Extracted information:
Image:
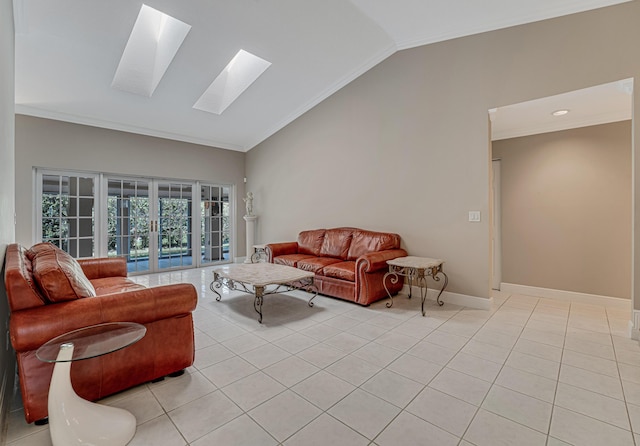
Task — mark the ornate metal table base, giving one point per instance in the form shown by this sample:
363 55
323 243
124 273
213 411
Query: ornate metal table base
415 269
259 291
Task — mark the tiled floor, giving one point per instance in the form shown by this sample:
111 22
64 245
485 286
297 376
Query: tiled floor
530 372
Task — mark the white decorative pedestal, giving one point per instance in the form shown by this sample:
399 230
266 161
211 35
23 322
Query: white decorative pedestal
251 231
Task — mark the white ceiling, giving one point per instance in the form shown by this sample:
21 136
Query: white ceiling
600 104
67 52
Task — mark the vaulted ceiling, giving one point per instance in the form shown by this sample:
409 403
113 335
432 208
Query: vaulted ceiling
67 53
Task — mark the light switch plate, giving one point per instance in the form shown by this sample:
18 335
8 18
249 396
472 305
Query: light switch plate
474 216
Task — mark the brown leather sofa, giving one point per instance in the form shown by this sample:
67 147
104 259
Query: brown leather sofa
348 263
51 293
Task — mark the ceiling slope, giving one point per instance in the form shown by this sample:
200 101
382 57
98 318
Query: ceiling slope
67 53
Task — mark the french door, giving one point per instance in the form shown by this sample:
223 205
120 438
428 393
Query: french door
156 226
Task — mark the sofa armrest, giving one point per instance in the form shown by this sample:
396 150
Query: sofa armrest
97 268
33 327
375 261
279 249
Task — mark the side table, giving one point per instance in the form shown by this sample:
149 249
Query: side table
415 269
74 420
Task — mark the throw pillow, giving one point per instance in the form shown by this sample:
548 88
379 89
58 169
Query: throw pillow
60 276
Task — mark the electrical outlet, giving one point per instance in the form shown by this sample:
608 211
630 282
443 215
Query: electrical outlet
474 216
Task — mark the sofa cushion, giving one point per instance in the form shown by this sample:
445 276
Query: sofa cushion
116 284
342 270
59 276
364 242
291 259
310 242
316 264
336 243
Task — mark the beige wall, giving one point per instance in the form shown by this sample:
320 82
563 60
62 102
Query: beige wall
566 209
54 144
405 146
7 203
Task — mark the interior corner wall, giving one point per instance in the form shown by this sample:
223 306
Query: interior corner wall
7 199
566 209
404 147
61 145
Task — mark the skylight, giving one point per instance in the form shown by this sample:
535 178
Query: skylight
238 75
153 43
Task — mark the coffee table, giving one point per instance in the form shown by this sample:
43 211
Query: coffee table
74 420
254 278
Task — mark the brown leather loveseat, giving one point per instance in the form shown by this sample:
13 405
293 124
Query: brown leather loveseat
50 293
348 263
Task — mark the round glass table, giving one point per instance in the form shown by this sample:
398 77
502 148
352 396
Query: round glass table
74 420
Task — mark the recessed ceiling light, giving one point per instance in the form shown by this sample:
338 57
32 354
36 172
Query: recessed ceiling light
238 75
152 45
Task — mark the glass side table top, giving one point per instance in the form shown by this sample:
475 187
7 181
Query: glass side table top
92 341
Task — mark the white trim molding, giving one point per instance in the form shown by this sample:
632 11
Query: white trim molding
480 303
549 293
634 325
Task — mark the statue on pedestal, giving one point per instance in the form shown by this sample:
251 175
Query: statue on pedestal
248 201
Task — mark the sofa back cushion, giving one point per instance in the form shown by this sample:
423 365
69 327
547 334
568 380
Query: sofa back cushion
336 243
22 292
364 242
310 242
58 275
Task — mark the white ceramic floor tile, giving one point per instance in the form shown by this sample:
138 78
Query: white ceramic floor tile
461 386
353 370
199 417
377 354
518 407
321 355
175 392
393 388
231 370
595 382
157 431
295 343
488 429
575 428
600 407
323 389
284 414
445 411
475 366
486 351
534 364
432 352
290 371
364 413
408 429
242 431
253 390
326 430
415 368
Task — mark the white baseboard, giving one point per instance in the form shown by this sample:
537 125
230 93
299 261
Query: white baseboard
464 300
634 325
549 293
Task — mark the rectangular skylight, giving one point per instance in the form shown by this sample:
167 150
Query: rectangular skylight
153 43
237 76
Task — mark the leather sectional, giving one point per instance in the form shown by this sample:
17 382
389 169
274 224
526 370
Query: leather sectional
50 294
349 263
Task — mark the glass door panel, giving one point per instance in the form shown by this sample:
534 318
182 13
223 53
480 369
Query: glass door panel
214 223
128 222
68 213
175 225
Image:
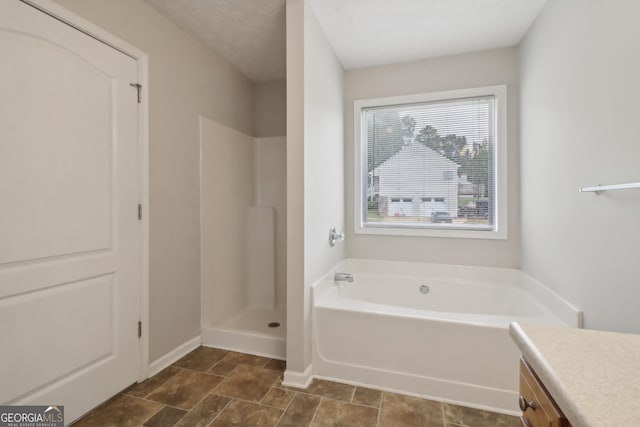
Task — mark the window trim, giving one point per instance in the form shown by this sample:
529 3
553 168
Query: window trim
500 177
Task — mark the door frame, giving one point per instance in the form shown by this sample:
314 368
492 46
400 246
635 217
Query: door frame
58 12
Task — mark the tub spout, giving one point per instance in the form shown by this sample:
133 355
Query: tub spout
343 277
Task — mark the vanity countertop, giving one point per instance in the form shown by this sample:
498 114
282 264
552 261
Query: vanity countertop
593 376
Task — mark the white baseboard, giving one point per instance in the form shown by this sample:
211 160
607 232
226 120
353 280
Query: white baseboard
298 379
163 361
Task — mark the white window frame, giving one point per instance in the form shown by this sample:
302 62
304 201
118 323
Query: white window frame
500 169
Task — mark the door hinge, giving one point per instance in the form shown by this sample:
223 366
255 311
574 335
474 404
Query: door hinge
138 86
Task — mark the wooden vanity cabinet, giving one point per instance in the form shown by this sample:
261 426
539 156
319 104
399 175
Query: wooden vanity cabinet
537 405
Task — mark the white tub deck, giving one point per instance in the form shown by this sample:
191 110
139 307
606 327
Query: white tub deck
450 344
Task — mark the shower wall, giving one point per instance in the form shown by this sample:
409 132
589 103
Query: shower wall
243 221
226 192
270 172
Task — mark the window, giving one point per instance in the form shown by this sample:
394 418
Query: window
442 153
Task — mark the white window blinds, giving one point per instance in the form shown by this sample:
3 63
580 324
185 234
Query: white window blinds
430 164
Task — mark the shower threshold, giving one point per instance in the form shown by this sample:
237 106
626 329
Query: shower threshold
249 332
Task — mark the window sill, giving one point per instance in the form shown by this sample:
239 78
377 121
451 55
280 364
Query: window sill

Exercise:
Transcribe every entry word for word, but omit the pictures.

Response area:
Image:
Task — mark the ornate metal table base, giving one point per instance in the form shown by this sample:
363 55
323 243
124 273
213 411
Query: ornate metal table base
415 269
259 291
Task — mark the tiled floor, giving one point per instance in the form shown by this sample:
111 22
64 245
485 286
297 376
Query: tiled floor
530 372
Task — mark the white decorative pedestal, giving one point per instance in the form shown by this sample:
399 230
266 161
211 35
23 322
Query: white decorative pedestal
251 231
Task — mark the white ceiling, giving one point per instance in the form shown by this sample:
21 136
Query: white ceiling
600 104
67 52
Task — mark the vaulted ceiling, giving one point per instance in the form shown by this sample:
409 403
113 335
432 208
Query: vaulted ceiling
67 53
Task — mark the light switch plate, giving one point per instance in the form shown by this sample:
18 335
8 18
249 396
472 305
Query: light switch plate
474 216
Task — mark the brown leather sofa, giving one point per instance in the form shown by this sample:
67 147
104 259
Query: brown leather sofa
348 263
51 293
Task — mark the ceiling slope, giving one point per instance in the form shown by this sample:
200 101
382 57
98 318
Query: ceiling slope
67 53
Task — mark the french door, giving one point per instance in the form shown by this sample:
223 205
120 438
428 393
Query: french door
156 226
Task — mark the sofa armrest, giving one point per instance in the form shown by this sample:
396 150
Query: sofa armrest
97 268
33 327
375 261
279 249
Task — mark the side table, giving one point per instance in the form shown by this sample:
149 249
Query: side table
415 269
74 420
Task — mark the throw pillow, giving one point per instance in the form shown by this sample:
548 88
379 89
58 169
Query: throw pillow
60 276
Task — mark the electrical outlet, giving one point per instance in the form shown by this sample:
608 211
630 282
443 215
Query: electrical outlet
474 216
Task — mark the sofa cushion, giving one point per instance in the form shown by this sample:
445 276
Query: sofa cushion
116 284
342 270
59 276
364 242
291 259
310 242
316 264
336 243
Task — mark the beige wall, giving one point per instance in the form shown by this sample:
320 82
563 60
62 102
Query: beige wall
566 209
54 144
405 146
7 203
Task — mark the interior corner wall, giving one point per instance in the form shown by this sample:
223 306
Query: interior corner wall
7 199
566 209
404 147
61 145
Task — mark the skylight, giving one point per instance in the form shown by this sample:
535 178
Query: skylight
238 75
153 43
Task — mark the coffee table, giving one point per instance in the form shown by this sample:
43 211
Query: coffee table
74 420
254 278
Task — mark the brown leather loveseat, giving one point per instance in the form shown by this sample:
13 405
293 124
Query: brown leather loveseat
50 293
348 263
Task — mark the round glass table, giving one point per instance in the form shown by this sample:
398 77
502 148
352 396
Query: round glass table
74 420
Task — mark the recessed ceiling light, giving one point per instance in the form shown by this sample:
338 57
32 354
36 172
Query: recessed ceiling light
238 75
152 45
Task — mark the glass side table top, giving one point per instance in the form shown by this sample:
475 187
7 181
Query: glass side table top
92 341
Task — mark the white trim molding, giving one point per instance in the form shown by this sample:
632 11
Query: white trim molding
480 303
549 293
634 325
Task — mark the statue on pedestal, giving one point per instance in the form shown by this sample:
251 175
Query: statue on pedestal
248 201
Task — mark the sofa back cushion, giving one point per instance in the form shown by this sample:
423 365
69 327
547 334
568 380
Query: sofa back cushion
336 243
22 292
364 242
310 242
58 275
Task — mark the white ceramic floor tile, giving one point per instance in the form shown by this sample:
138 78
Query: white ceramic floor tile
461 386
353 370
199 417
377 354
518 407
321 355
175 392
393 388
231 370
595 382
157 431
295 343
488 429
575 428
600 407
323 389
284 414
445 411
475 366
486 351
534 364
432 352
290 371
364 413
408 429
242 431
253 390
326 430
415 368
Task — mark the white baseboard, giving one point per instance in the form shown by this sample:
537 125
230 93
299 261
Query: white baseboard
464 300
634 325
549 293
Task — mark the rectangular skylight, giving one point per instance in the form shown by this sample:
167 150
Query: rectangular skylight
153 43
237 76
Task — mark the leather sectional, giving one point per instance in the form shown by this sample:
17 382
389 169
274 224
526 370
Query: leather sectional
50 294
349 263
Task — mark the glass door panel, giving one point per instance in the form shown by this sample:
534 318
182 13
223 53
480 369
Query: glass door panel
214 223
128 222
68 213
175 225
Image:
Task — mark the window trim, giving one point per instance in the form shown by this sample:
529 3
553 168
Query: window trim
500 177
Task — mark the door frame, giving one point per instance in the form shown by this sample:
314 368
492 46
400 246
635 217
Query: door frame
58 12
Task — mark the tub spout, giving one point per instance in the form shown by this sample:
133 355
Query: tub spout
343 277
Task — mark the vanity countertop, giving one point per instance in the form shown by this sample:
498 114
282 264
552 261
Query: vanity countertop
593 376
Task — mark the white baseboard, giving one point per instance in the form shown by this sample:
211 160
607 232
226 120
353 280
Query: white baseboard
298 379
163 361
Task — mark the white window frame, giving one point per instance in the form shown by this sample:
302 62
304 201
118 323
Query: white window frame
500 169
Task — mark the door hinge, giving one point per instance in the form shown by this sample:
223 366
255 311
574 335
474 404
Query: door hinge
138 86
Task — mark the wooden vanity cabinet, giving one point per instance in the form shown by this sample:
261 426
539 156
319 104
399 175
Query: wooden vanity cabinet
537 405
Task — mark the white tub deck, giving one point per instance in the form shown by this sample:
191 110
139 307
606 327
Query: white tub deck
450 344
Task — mark the shower wall, giving one point per instance in the form shown by this sample:
409 132
589 103
Query: shower wall
243 221
226 192
270 172
Task — mark the window, giving one point per instance in the form shown by this sample:
394 418
Query: window
442 153
Task — mark the white window blinds, giving one point per instance in the form shown by this sample:
3 63
580 324
185 234
Query: white window blinds
430 164
Task — mark the shower threshold, giving one point per instance in the form shown by this sample:
237 106
626 329
Query: shower threshold
249 332
Task — mark the window sill, giving one point per instance in the form shown by this sample:
239 78
377 121
451 55
280 364
Query: window sill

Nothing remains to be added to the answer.